Assignment:
Examine each line of the data, and copy the ones containing "building".

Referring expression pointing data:
_____

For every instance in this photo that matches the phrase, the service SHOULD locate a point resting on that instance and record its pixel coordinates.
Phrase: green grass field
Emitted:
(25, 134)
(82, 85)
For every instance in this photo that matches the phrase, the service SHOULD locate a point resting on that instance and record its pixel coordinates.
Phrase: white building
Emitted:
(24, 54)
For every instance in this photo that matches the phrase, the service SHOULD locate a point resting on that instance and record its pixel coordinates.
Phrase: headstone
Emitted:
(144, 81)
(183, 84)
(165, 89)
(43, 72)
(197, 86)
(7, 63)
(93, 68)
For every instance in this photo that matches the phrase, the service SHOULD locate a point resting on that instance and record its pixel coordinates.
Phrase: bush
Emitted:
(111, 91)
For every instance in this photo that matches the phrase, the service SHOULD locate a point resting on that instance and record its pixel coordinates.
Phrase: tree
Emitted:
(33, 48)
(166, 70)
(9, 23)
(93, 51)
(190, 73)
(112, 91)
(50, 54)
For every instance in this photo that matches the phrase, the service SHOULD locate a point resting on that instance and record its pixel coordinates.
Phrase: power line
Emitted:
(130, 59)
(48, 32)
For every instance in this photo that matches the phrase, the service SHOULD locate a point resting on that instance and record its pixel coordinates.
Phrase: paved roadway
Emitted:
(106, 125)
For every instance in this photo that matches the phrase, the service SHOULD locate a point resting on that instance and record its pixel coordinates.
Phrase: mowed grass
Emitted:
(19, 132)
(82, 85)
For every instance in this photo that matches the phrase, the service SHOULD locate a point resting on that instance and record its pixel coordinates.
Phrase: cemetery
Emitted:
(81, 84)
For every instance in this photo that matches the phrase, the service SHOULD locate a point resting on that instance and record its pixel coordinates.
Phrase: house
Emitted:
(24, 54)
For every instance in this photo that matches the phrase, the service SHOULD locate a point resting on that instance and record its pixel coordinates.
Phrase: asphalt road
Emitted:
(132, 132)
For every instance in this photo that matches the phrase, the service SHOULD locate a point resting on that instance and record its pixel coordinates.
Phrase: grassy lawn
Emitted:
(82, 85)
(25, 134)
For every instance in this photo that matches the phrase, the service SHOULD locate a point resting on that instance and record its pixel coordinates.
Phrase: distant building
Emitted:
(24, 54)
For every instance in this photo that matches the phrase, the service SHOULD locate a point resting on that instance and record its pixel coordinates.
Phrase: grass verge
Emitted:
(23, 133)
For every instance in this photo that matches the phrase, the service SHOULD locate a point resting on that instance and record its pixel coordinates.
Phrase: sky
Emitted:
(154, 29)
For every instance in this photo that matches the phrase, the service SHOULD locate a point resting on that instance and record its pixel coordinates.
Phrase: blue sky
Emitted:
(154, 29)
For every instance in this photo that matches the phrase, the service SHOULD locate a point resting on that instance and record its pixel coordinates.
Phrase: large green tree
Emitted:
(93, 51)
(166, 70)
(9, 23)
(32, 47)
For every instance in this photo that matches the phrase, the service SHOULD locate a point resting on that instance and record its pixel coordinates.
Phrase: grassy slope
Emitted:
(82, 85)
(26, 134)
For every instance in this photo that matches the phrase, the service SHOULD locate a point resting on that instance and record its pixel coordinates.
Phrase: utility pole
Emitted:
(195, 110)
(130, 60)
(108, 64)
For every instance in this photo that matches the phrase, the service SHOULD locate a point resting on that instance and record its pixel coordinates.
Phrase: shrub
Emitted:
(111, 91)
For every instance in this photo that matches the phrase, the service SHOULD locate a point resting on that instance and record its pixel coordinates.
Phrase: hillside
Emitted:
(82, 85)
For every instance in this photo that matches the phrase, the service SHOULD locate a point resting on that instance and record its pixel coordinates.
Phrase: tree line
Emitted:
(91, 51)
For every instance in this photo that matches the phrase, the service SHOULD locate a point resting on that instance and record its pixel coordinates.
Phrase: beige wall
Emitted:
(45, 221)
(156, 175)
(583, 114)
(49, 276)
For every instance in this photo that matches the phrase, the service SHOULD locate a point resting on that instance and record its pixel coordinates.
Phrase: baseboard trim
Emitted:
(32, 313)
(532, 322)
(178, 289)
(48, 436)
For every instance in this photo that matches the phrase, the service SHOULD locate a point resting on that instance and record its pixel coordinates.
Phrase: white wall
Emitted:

_____

Task result:
Phrase: white building
Phrase: distant building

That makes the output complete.